EXTRACTO ORIGINAL -
En Panamá –y supongo que en muchos más países– hay cosas que oímos o leemos con frecuencia, pero sin prestarle atención. Frases de cajón, como cuando, por ejemplo, damos una felicitación de cumpleaños. El “regalo” consiste en desear salud, ¡mucha salud! Sin ella no importa todo lo demás. “La educación es la única herencia que le dejaremos a nuestros hijos” es otra, pues no hay riqueza que legar.
Expresiones del saber popular que desbordan verdades y que, pese a ello, casi siempre se dicen solo por decir. Es como cantar Amor y Control, de Rubén Blades, sin reflexionar sobre nuestras vidas y los problemas del prójimo.
El punto es que he leído las opiniones sobre el contenido de esta columna en las que se quejan no del fondo, sino del tono: que destilo rabia y que me tomo las cosas de forma personal.

LÍNEAS PROPORCIONADAS -
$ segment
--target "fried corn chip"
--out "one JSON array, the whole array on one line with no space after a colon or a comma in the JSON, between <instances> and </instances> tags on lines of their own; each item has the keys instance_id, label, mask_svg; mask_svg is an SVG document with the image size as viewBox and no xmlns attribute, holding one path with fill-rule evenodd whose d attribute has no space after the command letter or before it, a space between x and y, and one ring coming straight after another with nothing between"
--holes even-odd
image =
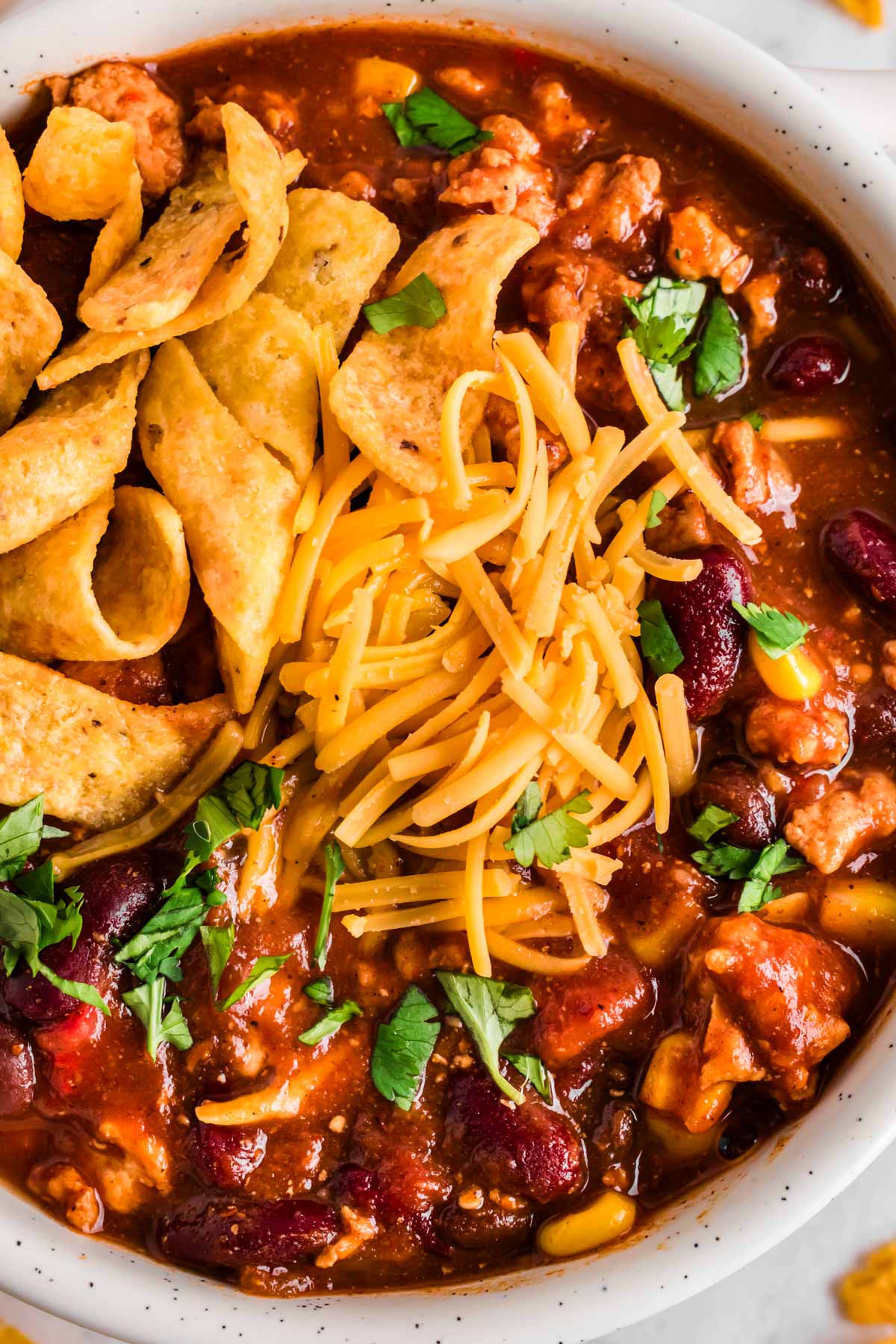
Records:
<instances>
[{"instance_id":1,"label":"fried corn chip","mask_svg":"<svg viewBox=\"0 0 896 1344\"><path fill-rule=\"evenodd\" d=\"M130 453L148 366L141 352L85 374L0 435L0 555L111 488Z\"/></svg>"},{"instance_id":2,"label":"fried corn chip","mask_svg":"<svg viewBox=\"0 0 896 1344\"><path fill-rule=\"evenodd\" d=\"M0 653L0 802L36 793L55 817L101 828L130 821L193 763L232 710L223 695L195 704L129 704L91 685Z\"/></svg>"},{"instance_id":3,"label":"fried corn chip","mask_svg":"<svg viewBox=\"0 0 896 1344\"><path fill-rule=\"evenodd\" d=\"M54 108L23 175L32 210L50 219L106 219L126 192L134 132L89 108Z\"/></svg>"},{"instance_id":4,"label":"fried corn chip","mask_svg":"<svg viewBox=\"0 0 896 1344\"><path fill-rule=\"evenodd\" d=\"M884 23L884 0L834 0L841 9L850 13L869 28L880 28Z\"/></svg>"},{"instance_id":5,"label":"fried corn chip","mask_svg":"<svg viewBox=\"0 0 896 1344\"><path fill-rule=\"evenodd\" d=\"M185 337L219 402L243 429L275 449L300 485L317 437L312 329L275 294L253 294L230 317Z\"/></svg>"},{"instance_id":6,"label":"fried corn chip","mask_svg":"<svg viewBox=\"0 0 896 1344\"><path fill-rule=\"evenodd\" d=\"M426 273L447 313L431 328L367 331L330 384L330 407L364 457L418 493L439 482L439 426L445 395L470 368L492 368L498 290L510 267L539 241L513 215L472 215L430 234L390 286L403 289ZM463 403L469 438L484 398Z\"/></svg>"},{"instance_id":7,"label":"fried corn chip","mask_svg":"<svg viewBox=\"0 0 896 1344\"><path fill-rule=\"evenodd\" d=\"M26 226L21 173L12 145L0 126L0 251L19 259Z\"/></svg>"},{"instance_id":8,"label":"fried corn chip","mask_svg":"<svg viewBox=\"0 0 896 1344\"><path fill-rule=\"evenodd\" d=\"M85 332L47 364L38 378L39 387L56 387L98 364L219 321L236 312L267 274L289 224L281 160L266 132L236 103L226 103L222 117L227 172L247 219L246 250L236 258L222 257L189 308L164 327L148 332ZM297 164L293 155L290 173Z\"/></svg>"},{"instance_id":9,"label":"fried corn chip","mask_svg":"<svg viewBox=\"0 0 896 1344\"><path fill-rule=\"evenodd\" d=\"M180 340L163 345L153 360L137 429L146 466L180 513L206 602L242 652L239 675L230 655L222 675L232 703L246 712L274 642L298 487L216 399Z\"/></svg>"},{"instance_id":10,"label":"fried corn chip","mask_svg":"<svg viewBox=\"0 0 896 1344\"><path fill-rule=\"evenodd\" d=\"M300 187L287 203L289 233L261 288L312 327L329 323L339 351L398 251L398 228L365 200L340 191Z\"/></svg>"},{"instance_id":11,"label":"fried corn chip","mask_svg":"<svg viewBox=\"0 0 896 1344\"><path fill-rule=\"evenodd\" d=\"M140 230L144 222L142 177L137 164L130 169L128 188L118 202L109 219L99 230L99 237L94 243L90 257L90 271L85 286L78 296L78 304L105 285L109 277L118 270L128 253L140 242Z\"/></svg>"},{"instance_id":12,"label":"fried corn chip","mask_svg":"<svg viewBox=\"0 0 896 1344\"><path fill-rule=\"evenodd\" d=\"M122 485L0 556L0 648L47 663L141 659L180 626L189 560L159 491Z\"/></svg>"},{"instance_id":13,"label":"fried corn chip","mask_svg":"<svg viewBox=\"0 0 896 1344\"><path fill-rule=\"evenodd\" d=\"M0 434L12 425L60 336L59 314L40 285L0 251Z\"/></svg>"},{"instance_id":14,"label":"fried corn chip","mask_svg":"<svg viewBox=\"0 0 896 1344\"><path fill-rule=\"evenodd\" d=\"M206 149L124 265L81 304L82 323L101 332L137 332L179 317L244 218L224 155Z\"/></svg>"}]
</instances>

CONSIGNA 1 - Resume en forma de lista el párrafo del extracto que comienza con «En Panamá –y supongo» y conserva sus datos principales.
CONSIGNA 2 -
Indica si cada afirmación concuerda con el extracto. Responde sí o no y cita textualmente las palabras que lo deciden.
(a) Quienes opinan sobre la columna se quejan de su fondo.
(b) Amor y Control es una canción de Rubén Blades.
(c) Las expresiones del saber popular casi siempre se dicen tras reflexionar.
CONSIGNA 3 - Según el extracto, ¿qué dicen del tono de la columna las opiniones que ha leído quien escribe?

SOLUCIÓN ESCRITA 1 -
- En Panamá, y probablemente en otros países, hay frases que se oyen o leen a menudo sin prestarles atención.
- Son frases de cajón, como la felicitación de cumpleaños en la que se desea mucha salud, porque sin ella no importa lo demás.
- Otra es «La educación es la única herencia que le dejaremos a nuestros hijos», ya que no hay riqueza que legar.

SOLUCIÓN ESCRITA 2 -
(a) No: «se quejan no del fondo, sino del tono».
(b) Sí: «Amor y Control, de Rubén Blades».
(c) No: «casi siempre se dicen solo por decir».

SOLUCIÓN ESCRITA 3 - Dicen que destila rabia y que se toma las cosas de forma personal.